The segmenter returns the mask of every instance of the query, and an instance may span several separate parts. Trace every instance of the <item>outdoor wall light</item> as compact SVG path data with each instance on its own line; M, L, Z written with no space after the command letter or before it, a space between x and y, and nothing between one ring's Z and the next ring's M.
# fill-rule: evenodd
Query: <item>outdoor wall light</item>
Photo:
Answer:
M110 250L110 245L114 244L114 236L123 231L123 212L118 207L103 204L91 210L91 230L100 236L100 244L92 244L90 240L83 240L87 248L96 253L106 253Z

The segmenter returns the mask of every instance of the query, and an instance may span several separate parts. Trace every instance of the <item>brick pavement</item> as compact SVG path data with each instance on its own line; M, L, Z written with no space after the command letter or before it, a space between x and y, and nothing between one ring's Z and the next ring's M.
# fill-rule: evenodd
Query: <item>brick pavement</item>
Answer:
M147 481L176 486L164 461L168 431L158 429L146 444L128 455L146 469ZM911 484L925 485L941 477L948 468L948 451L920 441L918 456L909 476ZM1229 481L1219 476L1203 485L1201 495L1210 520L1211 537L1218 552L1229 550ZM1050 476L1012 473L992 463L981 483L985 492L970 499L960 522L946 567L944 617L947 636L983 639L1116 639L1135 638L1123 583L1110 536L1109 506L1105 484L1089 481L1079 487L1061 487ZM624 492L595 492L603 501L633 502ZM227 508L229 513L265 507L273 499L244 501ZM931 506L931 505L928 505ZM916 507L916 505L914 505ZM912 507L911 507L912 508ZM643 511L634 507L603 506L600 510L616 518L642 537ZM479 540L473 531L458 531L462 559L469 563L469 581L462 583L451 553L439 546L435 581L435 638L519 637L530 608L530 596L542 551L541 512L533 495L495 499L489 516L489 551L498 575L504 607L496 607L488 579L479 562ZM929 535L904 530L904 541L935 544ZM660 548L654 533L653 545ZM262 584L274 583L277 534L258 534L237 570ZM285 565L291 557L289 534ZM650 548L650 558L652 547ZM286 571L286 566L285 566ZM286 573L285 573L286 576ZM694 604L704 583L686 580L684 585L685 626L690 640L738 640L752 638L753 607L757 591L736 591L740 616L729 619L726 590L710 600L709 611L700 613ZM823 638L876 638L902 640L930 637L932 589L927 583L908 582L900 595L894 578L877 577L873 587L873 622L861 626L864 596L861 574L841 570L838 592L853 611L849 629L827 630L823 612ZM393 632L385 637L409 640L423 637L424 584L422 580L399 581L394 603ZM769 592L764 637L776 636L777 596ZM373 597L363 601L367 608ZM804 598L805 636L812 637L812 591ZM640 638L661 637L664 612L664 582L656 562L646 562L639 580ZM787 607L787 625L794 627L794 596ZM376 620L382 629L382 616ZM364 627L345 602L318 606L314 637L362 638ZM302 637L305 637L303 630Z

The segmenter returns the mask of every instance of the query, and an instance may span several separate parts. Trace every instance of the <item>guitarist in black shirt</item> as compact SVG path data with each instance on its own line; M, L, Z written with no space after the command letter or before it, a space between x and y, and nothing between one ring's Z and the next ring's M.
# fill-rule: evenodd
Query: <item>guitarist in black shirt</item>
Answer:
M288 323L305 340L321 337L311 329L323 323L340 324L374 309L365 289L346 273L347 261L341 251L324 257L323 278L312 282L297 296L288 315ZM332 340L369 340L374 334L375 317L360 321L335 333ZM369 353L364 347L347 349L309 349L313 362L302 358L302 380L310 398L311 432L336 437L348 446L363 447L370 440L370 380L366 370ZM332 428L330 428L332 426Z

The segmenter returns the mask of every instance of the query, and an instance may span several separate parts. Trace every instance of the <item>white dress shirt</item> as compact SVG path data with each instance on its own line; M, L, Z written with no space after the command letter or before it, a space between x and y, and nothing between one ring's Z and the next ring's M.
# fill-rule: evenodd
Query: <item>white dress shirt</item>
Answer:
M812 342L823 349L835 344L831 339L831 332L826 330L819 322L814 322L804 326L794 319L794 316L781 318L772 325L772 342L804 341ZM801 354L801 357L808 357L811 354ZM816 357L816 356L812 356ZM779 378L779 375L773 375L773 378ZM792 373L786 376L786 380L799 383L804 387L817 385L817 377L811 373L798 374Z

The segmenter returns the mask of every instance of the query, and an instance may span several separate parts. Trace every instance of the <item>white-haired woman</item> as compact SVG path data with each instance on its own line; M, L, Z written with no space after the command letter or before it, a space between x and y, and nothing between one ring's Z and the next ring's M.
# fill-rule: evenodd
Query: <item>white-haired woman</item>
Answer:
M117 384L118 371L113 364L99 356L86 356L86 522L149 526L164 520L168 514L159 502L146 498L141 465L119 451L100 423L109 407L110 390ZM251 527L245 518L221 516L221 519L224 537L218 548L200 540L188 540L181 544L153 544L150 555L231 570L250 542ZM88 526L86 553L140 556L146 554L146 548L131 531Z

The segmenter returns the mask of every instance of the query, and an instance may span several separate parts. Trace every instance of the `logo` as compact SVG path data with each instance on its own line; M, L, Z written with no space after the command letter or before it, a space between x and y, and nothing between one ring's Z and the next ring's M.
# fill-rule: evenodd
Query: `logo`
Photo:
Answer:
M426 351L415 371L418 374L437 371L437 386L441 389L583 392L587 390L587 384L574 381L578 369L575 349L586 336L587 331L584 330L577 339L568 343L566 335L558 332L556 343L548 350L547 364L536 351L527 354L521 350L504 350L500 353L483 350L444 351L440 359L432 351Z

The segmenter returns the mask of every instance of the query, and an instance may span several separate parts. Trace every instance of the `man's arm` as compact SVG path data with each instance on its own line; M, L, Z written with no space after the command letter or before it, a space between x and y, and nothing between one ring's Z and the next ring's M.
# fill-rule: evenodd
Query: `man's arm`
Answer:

EXERCISE: Word for word, write out every record in the listing.

COMPLETED TASK:
The segmenter returns the mask of every instance of the query, and an instance may span several separate parts. Trace every instance of the <item>outdoor wall light</item> as compact SVG path data with each instance on its own line; M, L, Z written with no space after the command letter or before it, a space between x and y, and nothing between one ring's Z and the next ring's M.
# fill-rule: evenodd
Query: <item>outdoor wall light</item>
Photo:
Answer:
M110 250L110 245L114 244L114 236L123 231L123 212L118 207L103 204L91 210L91 230L100 236L100 244L92 244L90 240L83 240L87 248L96 253L106 253Z

The segmenter returns the mask of every instance of the query, and an instance may span several separate parts. Trace every instance of the <item>brick pavement</item> as compact SVG path data with each instance on its own line; M, L, Z written with no space after the command letter or before it, a space between x and y, and nothing between one ring's Z and the next ring's M.
# fill-rule: evenodd
Query: <item>brick pavement</item>
Answer:
M147 481L176 486L164 461L168 431L158 429L146 444L128 455L146 469ZM911 484L925 485L941 477L948 468L948 451L920 441L918 456L909 476ZM1229 481L1219 476L1203 485L1201 495L1210 520L1211 537L1218 552L1229 550ZM1050 476L1012 473L992 463L981 483L985 492L970 499L960 522L946 567L944 617L947 636L983 639L1116 639L1135 638L1123 583L1110 536L1109 506L1105 484L1089 481L1079 487L1061 487ZM624 492L595 492L603 501L633 502ZM227 508L229 513L265 507L273 499L244 501ZM931 506L931 505L928 505ZM916 507L916 505L914 505ZM912 507L911 507L912 508ZM643 511L634 507L603 506L600 510L616 518L642 537ZM479 540L473 531L458 531L462 559L469 563L469 581L462 583L451 553L439 546L435 581L435 638L519 637L530 608L530 596L542 551L541 512L533 495L495 499L489 516L489 551L498 575L504 607L496 607L488 579L479 562ZM929 535L904 530L904 541L935 544ZM660 548L654 533L653 545ZM262 584L274 583L277 534L258 534L237 570ZM285 565L291 557L289 534ZM650 548L650 558L652 547ZM286 571L286 566L285 566ZM286 573L285 573L286 576ZM694 604L704 583L686 580L684 585L685 626L690 640L738 640L752 638L753 607L757 591L736 591L740 616L729 619L726 590L710 600L709 611L700 613ZM823 638L876 638L902 640L930 637L932 589L927 583L908 582L900 595L894 578L877 577L873 587L873 622L861 626L864 596L861 574L841 570L838 592L853 611L849 629L827 630L823 612ZM393 632L385 637L409 640L423 637L424 584L422 580L399 581L394 603ZM769 592L764 637L776 636L777 596ZM373 597L363 601L367 608ZM804 598L805 636L812 637L812 591ZM640 638L661 637L664 612L664 582L656 562L646 562L639 580ZM787 607L787 625L794 627L794 596ZM376 620L382 629L382 616ZM364 627L345 602L318 606L314 637L362 638ZM302 637L305 637L303 630Z

The segmenter returns the mask of every instance of the query, and an instance may span several separate parts. Trace every instance of the <item>guitarist in black shirt</item> as compact SVG path data with each instance on its own line; M, L, Z written with no space after the command letter or before it, a space between x and y, and nothing between one ring's Z and the next ring's M.
# fill-rule: evenodd
Query: <item>guitarist in black shirt</item>
Answer:
M288 323L305 340L321 337L311 329L323 323L340 324L374 309L365 289L346 273L347 261L341 251L324 257L323 278L312 282L297 296L288 315ZM332 340L369 340L374 334L375 317L360 321L335 333ZM369 353L364 347L347 349L309 349L313 362L302 358L302 380L310 398L311 432L336 437L348 446L363 447L370 440L370 380L366 370ZM332 428L330 428L332 426Z

The segmenter returns the mask of every instance of the query, and an instance may span several separate parts. Trace every instance of the <item>white dress shirt</item> as compact SVG path data with each instance on its own line; M, L, Z written with no space after the command letter or before it, a space between x and y, and nothing between one ring's Z and the next ring's M.
# fill-rule: evenodd
Query: <item>white dress shirt</item>
Answer:
M812 342L823 349L835 344L831 339L831 332L826 330L819 322L814 322L804 326L794 319L794 316L781 318L772 325L772 342L804 341ZM801 354L801 357L808 357L811 354ZM816 357L816 356L812 356ZM779 378L779 375L773 375L773 378ZM792 373L786 376L786 380L799 383L804 387L817 385L817 377L811 373L798 374Z

The segmenter returns the mask of every instance of the query, and an instance may span several separate parts. Trace every instance of the <item>white-haired woman</item> as compact SVG path data with each instance on its own line; M, L, Z written with no space after the command letter or before it, a space between x and y, and nothing between one ring's Z and the next ring's M.
# fill-rule: evenodd
Query: <item>white-haired woman</item>
Answer:
M117 384L118 371L113 364L99 356L86 356L86 522L149 526L164 520L168 514L159 502L146 498L141 465L119 451L100 423L109 407L110 390ZM251 527L245 518L221 516L221 519L224 537L218 548L200 540L188 540L181 544L153 544L150 555L231 570L250 542ZM88 526L86 553L140 556L146 554L146 548L131 531Z

The segmenter returns the mask of every instance of the query, and an instance may span several separate parts. Trace every instance of the `logo` as compact SVG path data with each instance on its own line; M, L, Z written with no space after the command letter or before it, a space between x and y, and nothing between one ring's Z and the next ring's M.
# fill-rule: evenodd
Query: `logo`
Photo:
Answer:
M426 351L415 371L418 374L437 371L437 386L441 389L583 392L587 390L587 384L574 381L578 369L575 349L586 336L587 331L584 330L577 339L568 343L566 335L558 332L556 343L548 350L547 364L536 351L527 354L521 350L504 350L500 353L483 350L444 351L440 359L432 351Z

The segmenter returns the mask of every instance of the query, and an instance may span several separate parts. Trace every instance of the `man's arm` as compact SVG path data with each instance on its own line; M, L, Z written with no space after the command letter or before it, a space between x and y, and nothing between one ring's Z and the next ring's M.
# fill-rule: evenodd
Query: `man's arm`
Answer:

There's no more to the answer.